- **WHAT TO DO**
a. Transcribe the part of the linear regression tutorial starting with "Some problems don't" and going on through "already used regression!".
b. In one to three sentences, explain why the linear regression tutorial says regression is usually a good choice for some problems.
c. According to the linear regression tutorial, which dataset is downloaded from scikit-learn during setup?

- **PASSAGE PROVIDED**
────

Linear Regression Tutorial
===

Some problems don't have discrete (categorical) labels (e.g. color, plant species), but rather a continuous range of numbers (e.g. length, price). For these types of problems, regression is usually a good choice. Rather than predicting a categorical label for each example, it fits a continuous line (or plane, or curve) to the data in order to give a predicition as a number. 

If you've ever found a "line of best fit" using Excel, you've already used regression!

Setup
===
Tell matplotlib to print figures in the notebook. Then import numpy (for numerical data), matplotlib.pyplot (for plotting figures), linear_model (for the scikit-learn linear regression algorithm), datasets (to download the Boston housing prices dataset from scikit-learn), and cross_validation (to create training and testing sets).

────

- **DATA**
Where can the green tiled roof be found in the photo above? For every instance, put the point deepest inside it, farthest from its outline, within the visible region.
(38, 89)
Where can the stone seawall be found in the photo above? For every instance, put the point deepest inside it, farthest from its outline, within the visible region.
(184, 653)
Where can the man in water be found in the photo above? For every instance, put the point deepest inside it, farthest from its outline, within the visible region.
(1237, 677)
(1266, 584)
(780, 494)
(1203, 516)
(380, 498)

────

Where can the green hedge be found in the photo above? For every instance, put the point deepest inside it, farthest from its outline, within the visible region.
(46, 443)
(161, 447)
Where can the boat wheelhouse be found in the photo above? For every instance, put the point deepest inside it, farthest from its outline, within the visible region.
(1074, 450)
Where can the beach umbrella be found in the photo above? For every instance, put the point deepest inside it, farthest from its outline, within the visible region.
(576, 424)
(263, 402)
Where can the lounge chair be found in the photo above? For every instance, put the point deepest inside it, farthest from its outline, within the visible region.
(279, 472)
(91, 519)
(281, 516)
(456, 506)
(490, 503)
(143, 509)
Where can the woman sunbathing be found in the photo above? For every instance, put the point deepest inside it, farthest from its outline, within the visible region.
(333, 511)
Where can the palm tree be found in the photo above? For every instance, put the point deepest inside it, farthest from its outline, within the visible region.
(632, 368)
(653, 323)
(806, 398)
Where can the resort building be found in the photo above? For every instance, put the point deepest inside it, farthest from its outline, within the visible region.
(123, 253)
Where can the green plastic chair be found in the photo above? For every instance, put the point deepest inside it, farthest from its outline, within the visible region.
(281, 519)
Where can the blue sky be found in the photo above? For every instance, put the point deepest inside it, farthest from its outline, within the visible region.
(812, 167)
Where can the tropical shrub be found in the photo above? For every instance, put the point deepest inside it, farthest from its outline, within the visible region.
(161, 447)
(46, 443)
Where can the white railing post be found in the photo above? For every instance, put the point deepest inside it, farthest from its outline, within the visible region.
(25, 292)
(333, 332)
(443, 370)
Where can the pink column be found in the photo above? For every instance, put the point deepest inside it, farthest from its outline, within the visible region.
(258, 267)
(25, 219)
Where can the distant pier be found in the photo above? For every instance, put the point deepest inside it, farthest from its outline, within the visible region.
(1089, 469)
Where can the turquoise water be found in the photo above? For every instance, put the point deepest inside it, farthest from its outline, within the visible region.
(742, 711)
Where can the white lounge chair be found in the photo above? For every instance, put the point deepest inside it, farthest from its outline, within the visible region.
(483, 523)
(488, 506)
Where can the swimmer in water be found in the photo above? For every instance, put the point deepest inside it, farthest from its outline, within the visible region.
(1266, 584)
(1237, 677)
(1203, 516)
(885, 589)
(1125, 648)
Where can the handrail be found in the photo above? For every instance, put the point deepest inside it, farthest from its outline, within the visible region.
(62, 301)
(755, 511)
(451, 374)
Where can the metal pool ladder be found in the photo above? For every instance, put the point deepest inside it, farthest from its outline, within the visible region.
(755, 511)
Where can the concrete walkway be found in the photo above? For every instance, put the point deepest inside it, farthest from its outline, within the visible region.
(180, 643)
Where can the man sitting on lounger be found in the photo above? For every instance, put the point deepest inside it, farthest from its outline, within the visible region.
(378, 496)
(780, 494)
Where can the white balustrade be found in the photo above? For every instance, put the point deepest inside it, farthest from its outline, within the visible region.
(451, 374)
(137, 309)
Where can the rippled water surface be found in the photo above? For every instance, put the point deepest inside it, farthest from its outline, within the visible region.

────

- **THE RESPONSES**
a.
Some problems don't have discrete (categorical) labels (e.g. color, plant species), but rather a continuous range of numbers (e.g. length, price). For these types of problems, regression is usually a good choice. Rather than predicting a categorical label for each example, it fits a continuous line (or plane, or curve) to the data in order to give a predicition as a number. 

If you've ever found a "line of best fit" using Excel, you've already used regression!

b. Some problems have labels that are a continuous range of numbers, such as length or price, rather than discrete categories. Regression fits a continuous line, plane or curve to the data instead of predicting a categorical label. That lets it give each prediction as a number.

c. The Boston housing prices dataset.